──────── EXERCISE MATERIAL ────────

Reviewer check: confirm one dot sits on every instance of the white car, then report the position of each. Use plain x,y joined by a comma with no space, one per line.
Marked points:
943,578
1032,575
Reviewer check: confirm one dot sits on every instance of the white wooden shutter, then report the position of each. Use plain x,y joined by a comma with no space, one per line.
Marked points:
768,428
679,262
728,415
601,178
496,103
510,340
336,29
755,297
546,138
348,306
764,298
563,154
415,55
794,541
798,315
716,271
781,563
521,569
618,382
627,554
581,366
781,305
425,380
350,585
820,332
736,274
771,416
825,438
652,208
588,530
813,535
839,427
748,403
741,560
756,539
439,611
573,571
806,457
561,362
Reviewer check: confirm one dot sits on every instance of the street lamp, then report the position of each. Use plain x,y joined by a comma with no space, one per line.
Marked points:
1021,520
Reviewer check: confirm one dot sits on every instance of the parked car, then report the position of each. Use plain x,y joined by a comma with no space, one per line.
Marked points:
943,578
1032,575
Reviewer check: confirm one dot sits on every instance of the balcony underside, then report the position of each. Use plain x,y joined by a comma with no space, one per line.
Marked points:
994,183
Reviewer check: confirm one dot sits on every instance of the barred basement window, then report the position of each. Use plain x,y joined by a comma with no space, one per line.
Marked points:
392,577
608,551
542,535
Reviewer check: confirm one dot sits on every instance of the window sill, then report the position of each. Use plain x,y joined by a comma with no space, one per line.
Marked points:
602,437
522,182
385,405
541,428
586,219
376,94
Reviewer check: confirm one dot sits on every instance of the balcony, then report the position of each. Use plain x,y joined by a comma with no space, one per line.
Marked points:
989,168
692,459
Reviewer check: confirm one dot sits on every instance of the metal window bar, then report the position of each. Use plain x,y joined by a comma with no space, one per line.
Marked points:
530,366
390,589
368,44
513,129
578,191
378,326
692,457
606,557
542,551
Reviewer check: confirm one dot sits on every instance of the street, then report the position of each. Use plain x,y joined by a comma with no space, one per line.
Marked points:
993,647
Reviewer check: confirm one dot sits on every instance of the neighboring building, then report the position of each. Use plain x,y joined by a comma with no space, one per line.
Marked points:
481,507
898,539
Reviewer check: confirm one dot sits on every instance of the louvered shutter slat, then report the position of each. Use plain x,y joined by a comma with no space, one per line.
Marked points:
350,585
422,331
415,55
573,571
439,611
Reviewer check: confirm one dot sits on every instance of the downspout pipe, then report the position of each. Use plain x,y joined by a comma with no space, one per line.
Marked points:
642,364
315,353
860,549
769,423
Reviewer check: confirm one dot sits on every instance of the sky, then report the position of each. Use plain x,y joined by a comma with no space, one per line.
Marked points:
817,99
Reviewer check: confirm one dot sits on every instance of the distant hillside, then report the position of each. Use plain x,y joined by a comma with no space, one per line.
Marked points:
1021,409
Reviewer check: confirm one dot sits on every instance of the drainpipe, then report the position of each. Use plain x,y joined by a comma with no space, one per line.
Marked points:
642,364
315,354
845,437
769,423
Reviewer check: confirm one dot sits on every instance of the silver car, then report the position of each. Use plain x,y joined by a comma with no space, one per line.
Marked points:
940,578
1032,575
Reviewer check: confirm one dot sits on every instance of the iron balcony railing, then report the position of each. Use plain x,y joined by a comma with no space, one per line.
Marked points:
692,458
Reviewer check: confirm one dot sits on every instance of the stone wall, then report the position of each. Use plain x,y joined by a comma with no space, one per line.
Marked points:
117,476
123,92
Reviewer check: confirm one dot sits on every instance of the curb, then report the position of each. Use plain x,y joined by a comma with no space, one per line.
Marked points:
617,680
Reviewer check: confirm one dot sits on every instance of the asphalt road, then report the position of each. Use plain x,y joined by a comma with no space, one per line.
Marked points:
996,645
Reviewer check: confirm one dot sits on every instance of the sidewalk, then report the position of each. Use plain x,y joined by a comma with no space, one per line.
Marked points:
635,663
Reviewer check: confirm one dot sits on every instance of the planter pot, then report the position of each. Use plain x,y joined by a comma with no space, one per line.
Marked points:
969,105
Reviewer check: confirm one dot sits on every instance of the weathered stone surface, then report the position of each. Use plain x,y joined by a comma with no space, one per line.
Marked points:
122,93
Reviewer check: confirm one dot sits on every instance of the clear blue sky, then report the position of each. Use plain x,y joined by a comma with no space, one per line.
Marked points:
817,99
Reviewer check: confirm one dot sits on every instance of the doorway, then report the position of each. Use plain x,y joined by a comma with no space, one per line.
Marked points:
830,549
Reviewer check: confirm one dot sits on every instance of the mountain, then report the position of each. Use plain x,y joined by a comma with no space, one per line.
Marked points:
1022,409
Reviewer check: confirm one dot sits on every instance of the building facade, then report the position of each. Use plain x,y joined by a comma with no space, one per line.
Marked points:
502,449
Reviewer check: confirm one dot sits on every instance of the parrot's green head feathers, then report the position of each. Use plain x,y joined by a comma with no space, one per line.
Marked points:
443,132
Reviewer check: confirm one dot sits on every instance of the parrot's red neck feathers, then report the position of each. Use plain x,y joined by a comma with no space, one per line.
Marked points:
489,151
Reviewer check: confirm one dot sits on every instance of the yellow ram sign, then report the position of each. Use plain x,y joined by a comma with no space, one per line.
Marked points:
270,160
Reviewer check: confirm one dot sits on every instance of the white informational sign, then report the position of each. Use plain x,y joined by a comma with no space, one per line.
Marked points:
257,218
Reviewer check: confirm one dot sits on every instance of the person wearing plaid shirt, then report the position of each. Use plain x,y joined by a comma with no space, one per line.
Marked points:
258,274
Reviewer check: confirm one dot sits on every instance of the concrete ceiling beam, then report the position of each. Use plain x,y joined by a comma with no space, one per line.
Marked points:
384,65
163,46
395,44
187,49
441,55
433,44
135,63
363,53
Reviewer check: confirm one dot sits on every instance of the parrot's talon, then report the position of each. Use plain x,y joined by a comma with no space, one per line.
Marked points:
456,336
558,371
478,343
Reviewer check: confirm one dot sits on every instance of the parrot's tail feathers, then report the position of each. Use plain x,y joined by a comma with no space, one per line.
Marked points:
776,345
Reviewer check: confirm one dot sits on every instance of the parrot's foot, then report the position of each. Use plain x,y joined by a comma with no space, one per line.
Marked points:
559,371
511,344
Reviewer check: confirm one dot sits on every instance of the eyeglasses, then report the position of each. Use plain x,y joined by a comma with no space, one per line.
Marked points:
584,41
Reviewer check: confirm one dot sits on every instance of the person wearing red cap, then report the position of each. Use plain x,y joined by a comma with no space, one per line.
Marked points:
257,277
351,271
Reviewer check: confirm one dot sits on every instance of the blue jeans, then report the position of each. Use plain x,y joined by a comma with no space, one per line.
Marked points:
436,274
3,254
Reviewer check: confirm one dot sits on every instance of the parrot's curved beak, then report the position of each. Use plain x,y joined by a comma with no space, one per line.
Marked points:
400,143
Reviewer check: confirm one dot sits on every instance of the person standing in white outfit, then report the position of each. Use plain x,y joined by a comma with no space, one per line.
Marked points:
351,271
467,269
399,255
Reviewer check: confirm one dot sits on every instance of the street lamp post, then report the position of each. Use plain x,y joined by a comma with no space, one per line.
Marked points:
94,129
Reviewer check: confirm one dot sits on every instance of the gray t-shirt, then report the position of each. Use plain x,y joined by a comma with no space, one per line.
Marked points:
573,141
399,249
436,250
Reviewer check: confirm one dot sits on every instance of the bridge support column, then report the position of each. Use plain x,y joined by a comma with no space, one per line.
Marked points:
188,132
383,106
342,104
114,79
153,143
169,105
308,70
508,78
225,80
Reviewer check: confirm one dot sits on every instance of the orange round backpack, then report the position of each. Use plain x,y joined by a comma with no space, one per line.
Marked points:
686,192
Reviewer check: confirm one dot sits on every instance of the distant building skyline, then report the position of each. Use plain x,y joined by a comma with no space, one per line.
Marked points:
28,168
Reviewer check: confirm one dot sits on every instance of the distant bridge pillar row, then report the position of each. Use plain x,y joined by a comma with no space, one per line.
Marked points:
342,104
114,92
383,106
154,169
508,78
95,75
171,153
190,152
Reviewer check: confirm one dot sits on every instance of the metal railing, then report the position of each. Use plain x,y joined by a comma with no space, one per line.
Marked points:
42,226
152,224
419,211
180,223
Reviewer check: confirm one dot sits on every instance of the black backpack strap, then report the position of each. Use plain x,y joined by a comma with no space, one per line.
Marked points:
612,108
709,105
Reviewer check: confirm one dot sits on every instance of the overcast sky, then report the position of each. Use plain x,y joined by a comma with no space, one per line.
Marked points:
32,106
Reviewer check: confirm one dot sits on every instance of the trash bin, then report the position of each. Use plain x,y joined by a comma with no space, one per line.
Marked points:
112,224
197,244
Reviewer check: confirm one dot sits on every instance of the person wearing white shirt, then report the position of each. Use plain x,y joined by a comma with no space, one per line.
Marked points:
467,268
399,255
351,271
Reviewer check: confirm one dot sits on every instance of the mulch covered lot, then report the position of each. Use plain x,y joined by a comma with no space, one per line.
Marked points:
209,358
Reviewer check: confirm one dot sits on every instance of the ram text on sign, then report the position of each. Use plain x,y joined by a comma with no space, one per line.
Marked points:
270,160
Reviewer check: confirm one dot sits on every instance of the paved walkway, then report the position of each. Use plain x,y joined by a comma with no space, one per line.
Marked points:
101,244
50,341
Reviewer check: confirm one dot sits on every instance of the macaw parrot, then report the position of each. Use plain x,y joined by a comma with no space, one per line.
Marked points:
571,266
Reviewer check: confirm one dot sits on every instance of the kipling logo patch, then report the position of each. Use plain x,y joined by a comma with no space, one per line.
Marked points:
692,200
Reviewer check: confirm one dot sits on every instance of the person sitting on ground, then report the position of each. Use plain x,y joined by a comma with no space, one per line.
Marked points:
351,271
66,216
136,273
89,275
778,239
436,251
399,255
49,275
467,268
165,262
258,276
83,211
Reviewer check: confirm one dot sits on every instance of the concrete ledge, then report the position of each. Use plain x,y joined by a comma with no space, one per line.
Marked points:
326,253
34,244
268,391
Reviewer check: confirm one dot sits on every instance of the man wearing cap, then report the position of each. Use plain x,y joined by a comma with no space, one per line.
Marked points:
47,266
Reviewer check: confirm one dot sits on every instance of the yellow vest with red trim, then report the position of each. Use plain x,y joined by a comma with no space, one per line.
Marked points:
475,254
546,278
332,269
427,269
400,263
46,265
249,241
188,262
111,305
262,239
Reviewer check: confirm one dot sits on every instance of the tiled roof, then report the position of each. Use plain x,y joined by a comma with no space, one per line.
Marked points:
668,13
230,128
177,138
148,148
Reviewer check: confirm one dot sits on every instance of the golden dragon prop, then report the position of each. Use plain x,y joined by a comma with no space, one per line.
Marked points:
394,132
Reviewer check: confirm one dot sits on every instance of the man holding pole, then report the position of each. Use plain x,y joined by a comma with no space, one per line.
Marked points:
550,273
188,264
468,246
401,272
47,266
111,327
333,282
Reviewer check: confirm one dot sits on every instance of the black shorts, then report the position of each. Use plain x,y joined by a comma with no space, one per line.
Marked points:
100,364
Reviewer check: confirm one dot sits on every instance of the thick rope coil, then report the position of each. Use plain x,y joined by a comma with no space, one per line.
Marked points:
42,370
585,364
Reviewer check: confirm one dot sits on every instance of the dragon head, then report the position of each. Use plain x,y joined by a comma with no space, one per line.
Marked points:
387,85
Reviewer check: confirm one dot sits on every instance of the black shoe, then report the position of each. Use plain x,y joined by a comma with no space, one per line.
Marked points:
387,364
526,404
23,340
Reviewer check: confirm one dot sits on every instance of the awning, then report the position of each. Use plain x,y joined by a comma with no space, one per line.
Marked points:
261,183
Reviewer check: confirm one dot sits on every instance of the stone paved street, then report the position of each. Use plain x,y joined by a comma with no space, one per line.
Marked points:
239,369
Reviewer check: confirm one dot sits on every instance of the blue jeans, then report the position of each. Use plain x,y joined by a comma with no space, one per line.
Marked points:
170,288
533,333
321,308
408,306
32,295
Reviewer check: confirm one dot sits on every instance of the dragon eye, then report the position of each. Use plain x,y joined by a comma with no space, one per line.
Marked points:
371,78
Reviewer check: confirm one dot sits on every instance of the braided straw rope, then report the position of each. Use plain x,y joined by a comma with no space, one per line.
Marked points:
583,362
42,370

────────

- TASK DESCRIPTION: Return the lines beginning at the one that contains "black shoe, then" and continuing through the last line of the data, exactly as they stand and without any others.

- WRITTEN SOLUTION:
Reviewer check: confirm one dot sits on every instance of the black shoe, then report the position of each. Use plain x,y joined by a comma with no space, one per line.
Marked points:
387,364
526,404
23,340
Reviewer check: confirm one dot sits on every instance of the awning, then report the position of each. Use plain x,y joined by a comma with no space, one per line.
Marked points:
261,183
Reviewer check: confirm one dot sits on every instance of the stone paved street, then report the position of each. Use plain x,y joined by a comma with no space, one per line.
Marked points:
239,369
Reviewer check: confirm one dot sits on every instance of the blue jeans, then report the position of each. Use plain x,y joined by a comma with no space, one per line.
Marked points:
170,288
533,333
321,308
408,306
32,295
Reviewer check: confirm one dot sits on every instance of the dragon eye, then report the position of each. Use plain x,y joined by a comma with no space, one per line.
Marked points:
371,78
Reviewer check: confirm one dot sits on every instance of the braided straw rope, then report the position of each. Use plain x,y joined by a comma with no space, one per line.
Marked points:
583,362
42,370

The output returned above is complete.